§ **Exercise goal**:
Copy out the lines of the rows below, from the line containing "Exercise. Identify every instance of the asphalt" through the end of the rows, with the requests included. Shift every point coordinate by adding 73 to each of its numbers.

[A block of data]
--- --- ---

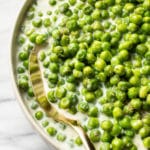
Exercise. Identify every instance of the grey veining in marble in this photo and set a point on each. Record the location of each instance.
(16, 132)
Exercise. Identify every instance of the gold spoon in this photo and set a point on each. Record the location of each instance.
(51, 111)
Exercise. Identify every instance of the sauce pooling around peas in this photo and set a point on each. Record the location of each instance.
(96, 68)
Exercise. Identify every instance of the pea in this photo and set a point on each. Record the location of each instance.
(133, 92)
(117, 144)
(60, 92)
(30, 92)
(117, 112)
(93, 111)
(116, 130)
(106, 137)
(105, 146)
(136, 124)
(93, 123)
(37, 22)
(100, 64)
(106, 56)
(81, 55)
(79, 65)
(52, 2)
(125, 122)
(72, 2)
(137, 19)
(106, 125)
(61, 137)
(83, 106)
(146, 28)
(119, 69)
(51, 131)
(23, 55)
(107, 109)
(143, 91)
(23, 84)
(146, 142)
(144, 131)
(89, 97)
(96, 14)
(40, 39)
(95, 135)
(127, 141)
(39, 115)
(78, 141)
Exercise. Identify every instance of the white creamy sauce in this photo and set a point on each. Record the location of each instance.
(69, 132)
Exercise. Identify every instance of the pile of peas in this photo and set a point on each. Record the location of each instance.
(103, 47)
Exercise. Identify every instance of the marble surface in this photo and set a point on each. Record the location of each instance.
(16, 133)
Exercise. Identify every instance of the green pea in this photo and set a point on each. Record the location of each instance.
(107, 109)
(96, 47)
(96, 14)
(136, 103)
(52, 2)
(20, 69)
(79, 65)
(106, 125)
(137, 19)
(116, 130)
(77, 74)
(89, 97)
(51, 97)
(133, 92)
(39, 115)
(95, 135)
(60, 92)
(117, 144)
(93, 112)
(23, 84)
(144, 131)
(100, 64)
(146, 28)
(114, 80)
(106, 56)
(65, 103)
(23, 55)
(143, 91)
(106, 137)
(30, 92)
(90, 58)
(61, 137)
(78, 141)
(37, 22)
(136, 124)
(47, 22)
(40, 39)
(45, 123)
(101, 76)
(51, 131)
(146, 142)
(119, 69)
(125, 122)
(117, 112)
(148, 99)
(83, 106)
(88, 71)
(72, 2)
(132, 27)
(105, 146)
(127, 141)
(53, 78)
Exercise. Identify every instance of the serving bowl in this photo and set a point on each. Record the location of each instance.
(13, 61)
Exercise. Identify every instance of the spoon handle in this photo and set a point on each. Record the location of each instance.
(51, 111)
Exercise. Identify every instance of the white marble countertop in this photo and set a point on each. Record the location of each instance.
(16, 132)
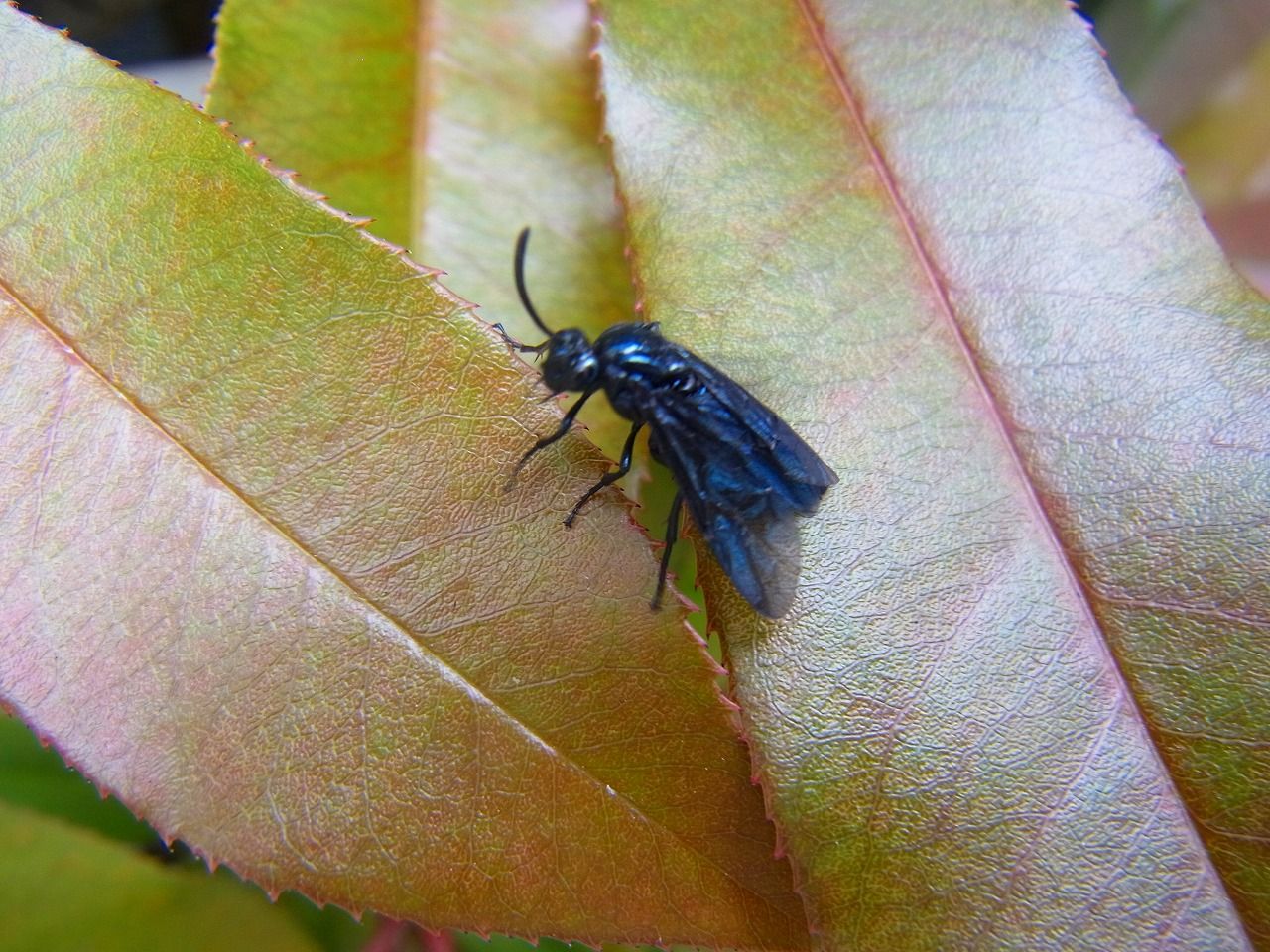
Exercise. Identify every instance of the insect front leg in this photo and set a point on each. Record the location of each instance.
(516, 344)
(561, 430)
(608, 477)
(672, 534)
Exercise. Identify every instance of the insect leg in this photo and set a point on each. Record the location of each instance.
(672, 534)
(516, 344)
(622, 468)
(561, 430)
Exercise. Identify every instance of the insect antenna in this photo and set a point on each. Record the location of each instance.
(521, 244)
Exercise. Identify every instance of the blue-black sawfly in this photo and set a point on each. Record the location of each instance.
(742, 471)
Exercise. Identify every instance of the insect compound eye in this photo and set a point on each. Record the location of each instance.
(571, 363)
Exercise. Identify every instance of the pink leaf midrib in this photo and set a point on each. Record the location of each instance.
(993, 405)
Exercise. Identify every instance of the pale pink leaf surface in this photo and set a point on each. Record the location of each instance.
(271, 589)
(1023, 698)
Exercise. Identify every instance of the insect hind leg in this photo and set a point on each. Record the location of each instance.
(672, 535)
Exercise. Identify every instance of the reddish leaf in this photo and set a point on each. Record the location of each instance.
(268, 587)
(1023, 699)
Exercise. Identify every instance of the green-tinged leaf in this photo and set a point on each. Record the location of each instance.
(1171, 56)
(1021, 701)
(331, 91)
(33, 775)
(1225, 150)
(64, 888)
(263, 579)
(454, 125)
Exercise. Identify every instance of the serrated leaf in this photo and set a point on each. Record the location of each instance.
(453, 125)
(264, 581)
(1023, 698)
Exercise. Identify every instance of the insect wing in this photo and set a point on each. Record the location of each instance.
(746, 476)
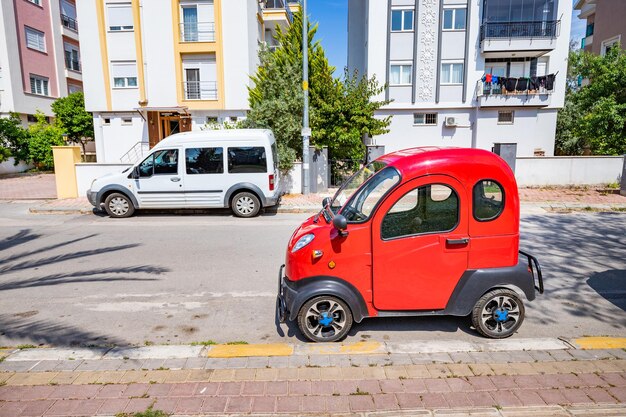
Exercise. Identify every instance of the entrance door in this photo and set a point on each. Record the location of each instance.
(160, 183)
(420, 244)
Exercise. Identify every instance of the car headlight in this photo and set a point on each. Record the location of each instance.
(302, 242)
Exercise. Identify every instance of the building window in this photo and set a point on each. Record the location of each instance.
(505, 117)
(401, 20)
(35, 39)
(452, 73)
(124, 74)
(400, 74)
(427, 119)
(120, 17)
(39, 85)
(454, 19)
(72, 57)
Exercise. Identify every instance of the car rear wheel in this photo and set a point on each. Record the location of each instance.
(118, 205)
(325, 319)
(245, 204)
(498, 314)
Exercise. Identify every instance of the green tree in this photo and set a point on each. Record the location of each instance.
(43, 136)
(13, 139)
(341, 110)
(71, 116)
(594, 116)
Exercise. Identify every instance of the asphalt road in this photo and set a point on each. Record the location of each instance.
(67, 280)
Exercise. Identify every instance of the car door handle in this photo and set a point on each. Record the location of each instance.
(461, 241)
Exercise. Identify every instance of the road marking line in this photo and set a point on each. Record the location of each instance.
(238, 351)
(601, 342)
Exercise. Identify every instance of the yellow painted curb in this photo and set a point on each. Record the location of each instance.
(337, 349)
(238, 351)
(601, 342)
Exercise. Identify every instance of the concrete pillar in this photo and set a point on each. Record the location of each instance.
(65, 158)
(622, 188)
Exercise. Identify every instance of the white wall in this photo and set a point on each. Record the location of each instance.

--- --- ---

§ **Output for this exercise**:
Exercise. Identify every instance of the asphalt road in this photo and set a point on each. Record the location of each instance.
(140, 353)
Exercise. Identify every instance of the car door handle in this photo and set a point on each. Record the location of each instance.
(534, 314)
Exercise. Identify every instance of the road marking line in this photo and set a point on each. Record the location of each instance.
(311, 424)
(674, 415)
Exercise. Identify every instance of the yellow painted curb in this photo and set a point on each. Record the location of each instance.
(410, 422)
(311, 424)
(674, 415)
Exercise. Identify every instance of the concrete pillar in this photo and set a point on each. Record the location of each instance.
(138, 231)
(695, 261)
Exercise. Identify every instance of the white wall in this photo and set a point on each. Record the location of each instance.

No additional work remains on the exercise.